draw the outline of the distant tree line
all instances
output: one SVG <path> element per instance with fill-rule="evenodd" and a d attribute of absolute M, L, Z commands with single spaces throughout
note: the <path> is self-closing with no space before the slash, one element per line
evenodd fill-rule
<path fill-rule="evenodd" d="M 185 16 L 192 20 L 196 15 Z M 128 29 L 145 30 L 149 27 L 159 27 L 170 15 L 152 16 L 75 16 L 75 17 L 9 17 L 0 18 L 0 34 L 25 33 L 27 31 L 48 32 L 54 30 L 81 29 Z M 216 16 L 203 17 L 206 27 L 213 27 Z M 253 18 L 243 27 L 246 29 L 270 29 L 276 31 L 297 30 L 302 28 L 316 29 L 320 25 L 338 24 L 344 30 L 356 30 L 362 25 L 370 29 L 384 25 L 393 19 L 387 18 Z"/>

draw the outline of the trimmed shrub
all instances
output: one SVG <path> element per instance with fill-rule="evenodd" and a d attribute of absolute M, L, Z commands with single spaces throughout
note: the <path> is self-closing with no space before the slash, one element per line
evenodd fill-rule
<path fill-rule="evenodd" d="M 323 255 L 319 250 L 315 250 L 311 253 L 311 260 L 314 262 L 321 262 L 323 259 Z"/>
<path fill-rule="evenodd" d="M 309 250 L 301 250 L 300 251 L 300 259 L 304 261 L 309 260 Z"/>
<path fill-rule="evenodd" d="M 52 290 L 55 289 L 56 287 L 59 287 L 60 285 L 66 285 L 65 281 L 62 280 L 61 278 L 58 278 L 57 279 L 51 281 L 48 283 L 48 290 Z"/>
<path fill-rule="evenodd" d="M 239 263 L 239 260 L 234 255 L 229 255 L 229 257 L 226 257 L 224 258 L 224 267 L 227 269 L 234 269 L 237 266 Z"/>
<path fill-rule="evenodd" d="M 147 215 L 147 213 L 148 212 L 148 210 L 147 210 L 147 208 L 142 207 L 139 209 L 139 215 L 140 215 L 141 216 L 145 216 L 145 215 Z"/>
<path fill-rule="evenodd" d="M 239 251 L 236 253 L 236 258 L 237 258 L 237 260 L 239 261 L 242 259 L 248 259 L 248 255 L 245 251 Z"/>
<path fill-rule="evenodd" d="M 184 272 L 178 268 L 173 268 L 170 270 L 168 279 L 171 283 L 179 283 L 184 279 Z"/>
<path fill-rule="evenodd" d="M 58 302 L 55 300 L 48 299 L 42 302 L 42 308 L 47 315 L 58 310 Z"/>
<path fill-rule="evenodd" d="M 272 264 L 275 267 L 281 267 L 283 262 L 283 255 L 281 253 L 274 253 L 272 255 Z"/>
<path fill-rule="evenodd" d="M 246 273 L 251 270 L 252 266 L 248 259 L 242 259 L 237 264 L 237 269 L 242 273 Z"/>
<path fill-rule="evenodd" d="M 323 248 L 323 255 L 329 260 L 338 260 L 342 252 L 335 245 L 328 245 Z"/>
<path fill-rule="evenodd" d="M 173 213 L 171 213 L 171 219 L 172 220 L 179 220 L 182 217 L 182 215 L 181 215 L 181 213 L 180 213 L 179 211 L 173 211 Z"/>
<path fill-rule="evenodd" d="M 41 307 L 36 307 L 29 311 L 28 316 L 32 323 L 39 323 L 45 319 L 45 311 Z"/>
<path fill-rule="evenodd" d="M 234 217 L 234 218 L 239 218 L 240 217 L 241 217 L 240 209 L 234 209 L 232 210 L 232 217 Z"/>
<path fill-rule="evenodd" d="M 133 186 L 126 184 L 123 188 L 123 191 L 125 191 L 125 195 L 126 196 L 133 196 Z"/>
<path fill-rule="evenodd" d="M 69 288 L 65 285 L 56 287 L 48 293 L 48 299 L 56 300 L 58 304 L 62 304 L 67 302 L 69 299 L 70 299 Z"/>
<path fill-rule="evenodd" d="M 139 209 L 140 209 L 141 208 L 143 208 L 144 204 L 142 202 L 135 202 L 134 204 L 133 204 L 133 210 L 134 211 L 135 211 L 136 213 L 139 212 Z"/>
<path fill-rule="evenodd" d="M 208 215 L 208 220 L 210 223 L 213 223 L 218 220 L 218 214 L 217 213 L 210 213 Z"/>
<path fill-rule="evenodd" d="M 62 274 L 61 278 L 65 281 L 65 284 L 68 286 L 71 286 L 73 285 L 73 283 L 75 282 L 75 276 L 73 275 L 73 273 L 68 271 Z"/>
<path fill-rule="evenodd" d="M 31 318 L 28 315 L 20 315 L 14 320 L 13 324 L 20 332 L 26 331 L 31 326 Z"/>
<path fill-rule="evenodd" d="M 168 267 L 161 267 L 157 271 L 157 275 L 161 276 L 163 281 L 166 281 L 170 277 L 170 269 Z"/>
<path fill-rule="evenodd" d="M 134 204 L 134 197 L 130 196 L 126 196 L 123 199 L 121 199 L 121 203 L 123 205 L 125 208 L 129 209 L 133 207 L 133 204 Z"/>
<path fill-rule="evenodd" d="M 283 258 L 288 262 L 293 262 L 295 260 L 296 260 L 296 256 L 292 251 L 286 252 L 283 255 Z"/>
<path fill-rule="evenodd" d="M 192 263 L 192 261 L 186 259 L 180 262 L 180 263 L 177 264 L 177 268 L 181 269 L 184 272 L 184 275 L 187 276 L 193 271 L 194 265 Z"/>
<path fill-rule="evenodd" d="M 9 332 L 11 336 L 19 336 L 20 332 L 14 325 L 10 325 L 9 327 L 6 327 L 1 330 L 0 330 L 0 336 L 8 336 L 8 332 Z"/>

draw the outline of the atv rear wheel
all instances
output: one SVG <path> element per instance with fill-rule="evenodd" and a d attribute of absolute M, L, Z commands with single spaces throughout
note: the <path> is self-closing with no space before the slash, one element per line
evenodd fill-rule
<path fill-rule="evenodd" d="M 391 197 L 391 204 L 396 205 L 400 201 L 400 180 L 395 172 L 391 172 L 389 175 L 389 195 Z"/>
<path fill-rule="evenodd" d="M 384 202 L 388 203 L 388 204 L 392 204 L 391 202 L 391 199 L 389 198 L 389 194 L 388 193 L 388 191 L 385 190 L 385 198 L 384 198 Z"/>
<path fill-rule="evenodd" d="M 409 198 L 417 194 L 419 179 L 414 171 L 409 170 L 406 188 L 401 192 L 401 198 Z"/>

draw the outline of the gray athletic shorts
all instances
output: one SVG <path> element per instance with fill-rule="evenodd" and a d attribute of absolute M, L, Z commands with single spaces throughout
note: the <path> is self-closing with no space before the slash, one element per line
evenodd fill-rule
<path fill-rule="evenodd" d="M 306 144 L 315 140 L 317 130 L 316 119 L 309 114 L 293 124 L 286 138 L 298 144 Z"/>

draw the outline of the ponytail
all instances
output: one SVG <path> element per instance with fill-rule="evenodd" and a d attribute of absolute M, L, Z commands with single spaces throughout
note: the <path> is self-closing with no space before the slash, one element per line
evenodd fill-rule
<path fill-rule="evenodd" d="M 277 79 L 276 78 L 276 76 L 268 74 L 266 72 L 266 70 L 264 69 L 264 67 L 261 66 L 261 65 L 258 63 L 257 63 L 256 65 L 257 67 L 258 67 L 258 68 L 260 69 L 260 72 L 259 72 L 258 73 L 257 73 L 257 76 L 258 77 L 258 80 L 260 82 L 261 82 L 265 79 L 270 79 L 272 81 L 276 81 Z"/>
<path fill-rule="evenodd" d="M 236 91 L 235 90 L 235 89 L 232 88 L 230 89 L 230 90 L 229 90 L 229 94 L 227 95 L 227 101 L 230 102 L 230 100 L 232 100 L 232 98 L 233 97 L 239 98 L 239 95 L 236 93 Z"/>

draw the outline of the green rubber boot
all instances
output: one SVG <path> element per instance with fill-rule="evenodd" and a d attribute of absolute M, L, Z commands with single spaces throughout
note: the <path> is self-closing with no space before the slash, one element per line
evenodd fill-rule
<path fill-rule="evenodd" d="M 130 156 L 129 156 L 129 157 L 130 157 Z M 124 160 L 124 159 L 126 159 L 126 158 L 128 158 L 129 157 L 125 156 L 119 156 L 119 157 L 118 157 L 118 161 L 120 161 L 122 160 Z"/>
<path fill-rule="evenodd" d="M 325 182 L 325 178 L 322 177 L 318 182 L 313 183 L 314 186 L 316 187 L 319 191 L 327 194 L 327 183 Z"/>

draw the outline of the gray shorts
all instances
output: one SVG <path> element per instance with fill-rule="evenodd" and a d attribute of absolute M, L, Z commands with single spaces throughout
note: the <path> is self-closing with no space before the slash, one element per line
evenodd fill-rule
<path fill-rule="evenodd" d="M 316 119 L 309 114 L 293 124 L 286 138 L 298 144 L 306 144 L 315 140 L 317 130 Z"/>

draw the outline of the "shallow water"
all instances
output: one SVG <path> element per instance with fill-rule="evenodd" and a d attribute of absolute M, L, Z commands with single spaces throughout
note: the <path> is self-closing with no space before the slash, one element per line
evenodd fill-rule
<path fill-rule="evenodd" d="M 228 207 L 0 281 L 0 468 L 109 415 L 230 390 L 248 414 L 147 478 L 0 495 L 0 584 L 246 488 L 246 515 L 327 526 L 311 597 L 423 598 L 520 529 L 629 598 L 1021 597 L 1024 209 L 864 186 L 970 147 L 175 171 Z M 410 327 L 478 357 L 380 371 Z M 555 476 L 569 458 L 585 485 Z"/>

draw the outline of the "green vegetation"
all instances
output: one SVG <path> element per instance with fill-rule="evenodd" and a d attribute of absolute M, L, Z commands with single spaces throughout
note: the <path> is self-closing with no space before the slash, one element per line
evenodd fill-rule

☆ ☆ ☆ ☆

# Description of the task
Reproduce the items above without any change, from the line containing "draw the outline of the gray athletic shorts" through the line containing "L 317 130 L", with both of those lines included.

# Response
draw the outline of the gray athletic shorts
all instances
output: one SVG <path> element per instance with fill-rule="evenodd" and a d attribute of absolute M, L, Z commands with single spaces throughout
note: the <path> is self-closing with no space before the slash, one element per line
evenodd fill-rule
<path fill-rule="evenodd" d="M 306 144 L 315 140 L 317 130 L 316 119 L 309 114 L 293 124 L 286 138 L 298 144 Z"/>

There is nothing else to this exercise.